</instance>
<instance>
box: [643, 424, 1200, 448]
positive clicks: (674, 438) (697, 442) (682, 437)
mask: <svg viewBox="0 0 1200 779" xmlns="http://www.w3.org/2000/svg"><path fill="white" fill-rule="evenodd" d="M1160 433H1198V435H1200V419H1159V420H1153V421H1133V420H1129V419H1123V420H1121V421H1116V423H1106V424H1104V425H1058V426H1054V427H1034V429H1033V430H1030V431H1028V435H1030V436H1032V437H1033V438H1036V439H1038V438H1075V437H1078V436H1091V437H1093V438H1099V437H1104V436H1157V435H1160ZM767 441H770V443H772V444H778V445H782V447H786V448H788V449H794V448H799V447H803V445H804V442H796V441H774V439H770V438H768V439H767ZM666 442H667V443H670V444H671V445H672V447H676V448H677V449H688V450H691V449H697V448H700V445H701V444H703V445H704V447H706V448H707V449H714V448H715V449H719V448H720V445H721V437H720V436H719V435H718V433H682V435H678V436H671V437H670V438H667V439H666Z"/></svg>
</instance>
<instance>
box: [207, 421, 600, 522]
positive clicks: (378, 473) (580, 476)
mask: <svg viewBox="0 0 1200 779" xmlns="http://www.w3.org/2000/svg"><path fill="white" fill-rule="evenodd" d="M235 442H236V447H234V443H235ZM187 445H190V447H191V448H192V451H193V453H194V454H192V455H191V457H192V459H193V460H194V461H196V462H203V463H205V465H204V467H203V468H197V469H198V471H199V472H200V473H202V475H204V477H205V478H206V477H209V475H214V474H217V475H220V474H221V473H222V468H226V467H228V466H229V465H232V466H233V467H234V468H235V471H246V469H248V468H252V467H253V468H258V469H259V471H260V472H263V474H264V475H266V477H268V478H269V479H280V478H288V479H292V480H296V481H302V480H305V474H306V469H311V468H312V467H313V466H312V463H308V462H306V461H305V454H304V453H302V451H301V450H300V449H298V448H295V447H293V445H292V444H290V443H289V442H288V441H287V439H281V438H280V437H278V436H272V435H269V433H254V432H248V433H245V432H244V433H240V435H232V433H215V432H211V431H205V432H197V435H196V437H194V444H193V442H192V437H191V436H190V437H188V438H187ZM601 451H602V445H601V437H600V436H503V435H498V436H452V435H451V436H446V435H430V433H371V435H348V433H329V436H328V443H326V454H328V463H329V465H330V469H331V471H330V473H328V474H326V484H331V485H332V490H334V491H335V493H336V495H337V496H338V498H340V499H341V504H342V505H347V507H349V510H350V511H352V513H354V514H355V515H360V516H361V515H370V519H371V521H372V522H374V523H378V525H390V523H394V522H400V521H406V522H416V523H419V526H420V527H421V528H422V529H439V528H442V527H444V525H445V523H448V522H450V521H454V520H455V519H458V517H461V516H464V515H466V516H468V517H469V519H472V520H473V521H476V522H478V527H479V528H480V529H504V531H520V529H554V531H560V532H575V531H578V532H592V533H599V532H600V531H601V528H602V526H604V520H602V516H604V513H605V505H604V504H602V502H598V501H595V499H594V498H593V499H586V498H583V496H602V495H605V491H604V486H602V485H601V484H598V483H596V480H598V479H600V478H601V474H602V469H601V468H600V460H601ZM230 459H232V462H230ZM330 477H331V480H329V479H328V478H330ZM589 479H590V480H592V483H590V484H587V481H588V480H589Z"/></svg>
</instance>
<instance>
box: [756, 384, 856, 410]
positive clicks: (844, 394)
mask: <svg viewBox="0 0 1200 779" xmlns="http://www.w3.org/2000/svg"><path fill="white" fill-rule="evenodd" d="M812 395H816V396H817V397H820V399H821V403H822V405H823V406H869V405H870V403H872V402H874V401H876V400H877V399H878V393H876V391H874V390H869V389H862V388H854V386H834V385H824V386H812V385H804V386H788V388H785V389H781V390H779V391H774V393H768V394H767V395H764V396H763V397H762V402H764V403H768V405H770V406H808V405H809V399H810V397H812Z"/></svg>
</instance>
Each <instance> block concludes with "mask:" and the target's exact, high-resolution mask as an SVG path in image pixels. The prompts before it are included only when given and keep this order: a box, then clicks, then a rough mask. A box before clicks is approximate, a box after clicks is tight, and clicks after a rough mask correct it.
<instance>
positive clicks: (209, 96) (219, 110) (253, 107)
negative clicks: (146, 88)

◇ ◇ ◇ ◇

## Exercise goal
Pull every line from the listing above that contains the string "clicks". Case counts.

## Reply to the exercise
positive clicks: (674, 438) (697, 442) (682, 437)
positive clicks: (378, 473) (580, 476)
positive clicks: (844, 394)
Each <instance> block concludes with "mask:" and the target's exact, high-resolution mask as an SVG path in image pixels. The prompts before it are included only when given and keep this order: a box, then clicks, then a rough mask. A box before clicks is approximate, a box after clicks is tight, and clicks after a rough mask correct it.
positive clicks: (209, 96) (219, 110) (253, 107)
negative clicks: (146, 88)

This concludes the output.